Given a language $\mathsf{L}$, we want to construct of a model from a set of given axioms. Let us call the $\mathsf{L}$-sentences $A =\{\varphi_{1},...,\varphi_{n}\}$ the axioms. An $\mathsf{L}$-theory (call it $\mathbf{T}$) is a set of $\mathsf{L}$-sentences, so we have that $A$ is an $\mathsf{L}$-theory and so is any other set of $\mathsf{L}$-sentences. It is defined that $\mathcal{M}$ is a model for $\mathbf{T}$ if $\mathcal{M} \vDash \psi$, for all $\mathsf{L}$-sentences $\psi \in \mathbf{T}$.

When a theory $\mathbf{T}$ is inconsistent, it means that there is at least one $\psi \in \mathbf{T}$ such that $\mathbf{T} \vdash \psi \wedge \mathbf{T} \vdash \neg \psi$. Yet, our definition of a model $\mathcal{M}$ for an $\mathsf{L}$-theory $\mathbf{T}$ is exactly that $\mathcal{M} \vDash \psi$, for all $\psi \in \mathbf{T}$.

LISTING »
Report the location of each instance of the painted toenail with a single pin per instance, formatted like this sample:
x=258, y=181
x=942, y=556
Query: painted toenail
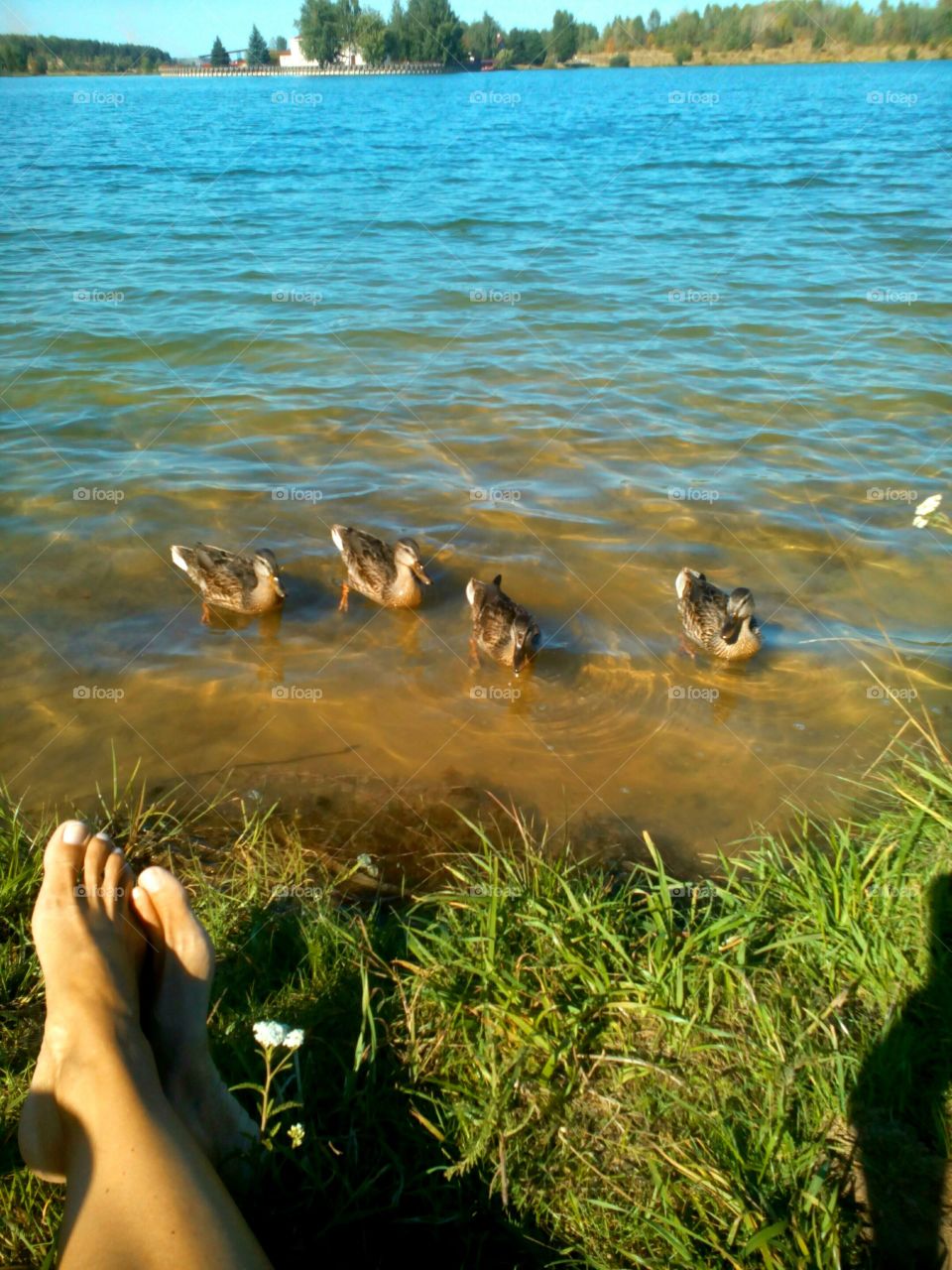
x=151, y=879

REQUEST »
List every term the passage on models and theories explains, and give the explanation it states for each.

SOLVED PROBLEM »
- **The axioms**: the L-sentences A = {φ₁, ..., φₙ}.
- **L-theory**: a set of L-sentences.
- **Model for T**: M is a model for T if M ⊨ ψ for every L-sentence ψ ∈ T.
- **Inconsistent theory**: there is at least one ψ ∈ T such that T ⊢ ψ and T ⊢ ¬ψ.